[Start of Data]
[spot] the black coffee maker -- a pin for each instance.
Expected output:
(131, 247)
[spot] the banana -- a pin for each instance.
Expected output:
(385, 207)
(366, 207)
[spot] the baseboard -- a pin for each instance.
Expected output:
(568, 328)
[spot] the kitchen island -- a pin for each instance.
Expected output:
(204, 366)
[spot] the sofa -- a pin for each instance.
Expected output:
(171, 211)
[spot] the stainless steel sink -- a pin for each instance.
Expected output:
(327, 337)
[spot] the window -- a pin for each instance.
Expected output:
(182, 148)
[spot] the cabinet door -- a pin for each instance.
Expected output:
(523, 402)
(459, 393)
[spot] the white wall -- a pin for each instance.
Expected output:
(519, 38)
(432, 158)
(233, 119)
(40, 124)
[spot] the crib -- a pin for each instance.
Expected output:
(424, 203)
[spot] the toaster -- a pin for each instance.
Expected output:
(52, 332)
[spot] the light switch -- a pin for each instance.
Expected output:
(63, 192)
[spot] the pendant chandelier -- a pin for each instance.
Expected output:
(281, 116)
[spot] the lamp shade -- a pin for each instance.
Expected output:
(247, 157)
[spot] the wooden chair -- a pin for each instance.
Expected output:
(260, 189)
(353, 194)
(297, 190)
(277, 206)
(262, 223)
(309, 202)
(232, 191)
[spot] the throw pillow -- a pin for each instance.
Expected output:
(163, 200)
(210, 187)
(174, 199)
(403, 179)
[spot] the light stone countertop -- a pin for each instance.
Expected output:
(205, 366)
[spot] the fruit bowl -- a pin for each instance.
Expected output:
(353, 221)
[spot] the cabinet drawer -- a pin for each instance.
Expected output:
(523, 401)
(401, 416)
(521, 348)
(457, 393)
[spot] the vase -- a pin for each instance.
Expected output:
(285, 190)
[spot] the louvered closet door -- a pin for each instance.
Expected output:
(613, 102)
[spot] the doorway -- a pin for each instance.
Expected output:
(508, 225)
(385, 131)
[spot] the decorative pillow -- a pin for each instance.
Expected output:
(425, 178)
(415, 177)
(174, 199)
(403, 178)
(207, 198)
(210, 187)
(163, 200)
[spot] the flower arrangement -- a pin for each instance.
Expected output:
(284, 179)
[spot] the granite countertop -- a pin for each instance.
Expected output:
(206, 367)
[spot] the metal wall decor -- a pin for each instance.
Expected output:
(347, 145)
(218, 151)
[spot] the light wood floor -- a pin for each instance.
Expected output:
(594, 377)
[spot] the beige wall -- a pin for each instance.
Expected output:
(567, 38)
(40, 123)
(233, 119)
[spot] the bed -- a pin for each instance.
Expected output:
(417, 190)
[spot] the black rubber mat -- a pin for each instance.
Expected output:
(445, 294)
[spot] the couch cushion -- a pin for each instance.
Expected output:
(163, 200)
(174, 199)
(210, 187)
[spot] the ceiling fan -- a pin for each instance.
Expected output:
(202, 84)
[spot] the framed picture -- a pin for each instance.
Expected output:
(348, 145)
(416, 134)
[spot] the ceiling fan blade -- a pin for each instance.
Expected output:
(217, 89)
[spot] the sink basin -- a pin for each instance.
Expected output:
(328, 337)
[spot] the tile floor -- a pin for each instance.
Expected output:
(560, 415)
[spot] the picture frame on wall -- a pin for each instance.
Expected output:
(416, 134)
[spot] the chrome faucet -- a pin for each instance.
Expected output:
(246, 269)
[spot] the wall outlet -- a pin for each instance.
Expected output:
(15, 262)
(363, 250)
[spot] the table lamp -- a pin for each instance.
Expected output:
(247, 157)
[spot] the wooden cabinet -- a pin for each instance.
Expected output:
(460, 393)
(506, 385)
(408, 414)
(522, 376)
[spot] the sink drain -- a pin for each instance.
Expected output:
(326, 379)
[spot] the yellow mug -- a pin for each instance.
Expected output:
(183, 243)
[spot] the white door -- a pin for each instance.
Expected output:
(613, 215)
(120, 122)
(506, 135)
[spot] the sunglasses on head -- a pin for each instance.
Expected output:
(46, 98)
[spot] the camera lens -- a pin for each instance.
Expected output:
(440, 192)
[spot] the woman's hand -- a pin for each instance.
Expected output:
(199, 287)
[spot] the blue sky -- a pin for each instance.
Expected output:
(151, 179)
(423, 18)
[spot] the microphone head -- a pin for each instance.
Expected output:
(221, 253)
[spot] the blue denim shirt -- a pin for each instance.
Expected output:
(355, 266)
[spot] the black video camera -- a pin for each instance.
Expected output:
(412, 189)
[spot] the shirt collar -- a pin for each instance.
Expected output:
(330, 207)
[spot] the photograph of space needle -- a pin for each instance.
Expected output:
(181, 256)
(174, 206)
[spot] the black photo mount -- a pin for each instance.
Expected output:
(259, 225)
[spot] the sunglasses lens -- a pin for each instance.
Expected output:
[End of Data]
◆ Goal of the exercise
Rewrite all the lines above, substituting "one point per instance" for every occurrence of "a pin for each instance" and leaving everything else unchanged.

◆ Result of this task
[spot] the black coffee maker -- one point per instance.
Expected output:
(131, 247)
[spot] the banana -- one point per instance.
Expected output:
(385, 207)
(366, 207)
[spot] the baseboard -- one point per instance.
Expected output:
(568, 328)
[spot] the kitchen island -- one point per instance.
Expected output:
(204, 366)
[spot] the sofa -- one point per instance.
Expected output:
(171, 211)
[spot] the stainless steel sink -- one point per instance.
Expected output:
(327, 337)
[spot] the window -- one point per instance.
Expected output:
(182, 148)
[spot] the cabinet door -- one point per instance.
Expected output:
(523, 402)
(459, 393)
[spot] the white wall -- one point per instance.
Expected output:
(519, 38)
(432, 158)
(233, 119)
(40, 124)
[spot] the crib -- one point per instance.
Expected output:
(424, 203)
[spot] the toaster -- one point per instance.
Expected output:
(52, 332)
[spot] the light switch -- one point per instance.
Expected output:
(63, 192)
[spot] the pendant chandelier -- one point per instance.
Expected output:
(281, 116)
[spot] the lamp shade -- one point per instance.
Expected output:
(247, 157)
[spot] the wooden chair -- one point per instance.
Expected output:
(260, 189)
(353, 194)
(297, 190)
(277, 206)
(262, 223)
(309, 202)
(232, 191)
[spot] the throw pillow -- one point per instance.
Expected output:
(163, 200)
(210, 187)
(174, 199)
(403, 179)
[spot] the light stone countertop -- one point per instance.
Expected output:
(205, 366)
[spot] the fruit bowl -- one point per instance.
Expected output:
(353, 221)
[spot] the cabinet drawer -- one point per instance.
Expected output:
(523, 401)
(401, 416)
(521, 348)
(457, 393)
[spot] the vase -- one point per instance.
Expected output:
(285, 190)
[spot] the louvered closet door -- one point per instance.
Expected output:
(613, 102)
[spot] the doorway -- one point per instance.
Expected output:
(508, 225)
(385, 131)
[spot] the decorative pillow -- one point per instance.
Expected output:
(425, 178)
(415, 177)
(174, 199)
(403, 178)
(207, 198)
(210, 187)
(163, 200)
[spot] the flower arrangement -- one point per instance.
Expected output:
(284, 179)
[spot] the granite countertop -- one point per instance.
Expected output:
(206, 367)
[spot] the metal wall decor -- one point per instance.
Expected output:
(347, 145)
(218, 151)
[spot] the light wood floor -- one point per instance.
Expected output:
(594, 377)
[spot] the beige wall -- one point per instance.
Expected output:
(567, 38)
(40, 123)
(233, 119)
[spot] the bed -- one point per instance.
Expected output:
(417, 190)
[spot] the black rubber mat -- one point per instance.
Expected output:
(445, 294)
[spot] the couch cushion -- one point per instance.
Expected output:
(163, 200)
(174, 199)
(210, 187)
[spot] the ceiling fan -- one point per instance.
Expected output:
(202, 84)
[spot] the framed picture -- one point per instance.
Expected output:
(348, 145)
(416, 134)
[spot] the ceiling fan blade -- one point per instance.
Expected output:
(217, 89)
[spot] the sink basin -- one point per instance.
Expected output:
(328, 337)
[spot] the tile floor -- one point per instance.
Expected output:
(560, 415)
[spot] the picture frame on wall -- one point per instance.
Expected output:
(416, 134)
[spot] the chrome faucet -- one point per instance.
Expected output:
(246, 269)
[spot] the wall outlet -- one point per instance.
Expected output:
(15, 262)
(363, 250)
[spot] the table lamp -- one point per instance.
Expected output:
(247, 157)
[spot] the wooden cabinet -- one point per instance.
Expected output:
(460, 393)
(506, 385)
(408, 414)
(522, 376)
[spot] the sink drain -- one point per instance.
Expected output:
(326, 379)
[spot] the yellow mug -- one point per instance.
Expected output:
(183, 243)
[spot] the white door -- one point per instance.
Expected output:
(613, 215)
(120, 122)
(506, 135)
[spot] the sunglasses on head -- one point per instance.
Expected output:
(46, 98)
[spot] the camera lens -- one point per instance.
Expected output:
(440, 192)
[spot] the woman's hand -- one point per instance.
Expected output:
(199, 287)
[spot] the blue sky -- one point per instance.
Expected output:
(151, 179)
(423, 18)
[spot] the microphone head -- one point per instance.
Expected output:
(221, 253)
[spot] the blue denim shirt -- one point per instance.
Expected output:
(355, 266)
[spot] the black video camera -- one point per instance.
Expected output:
(412, 189)
[spot] the shirt collar -- one point per instance.
Expected output:
(330, 207)
[spot] the photograph of space needle -- one point per instance.
Expected output:
(181, 256)
(174, 206)
[spot] the black photo mount -- one point per instance.
Expected output:
(259, 225)
[spot] the sunglasses lens -- one point per instance.
Expected output:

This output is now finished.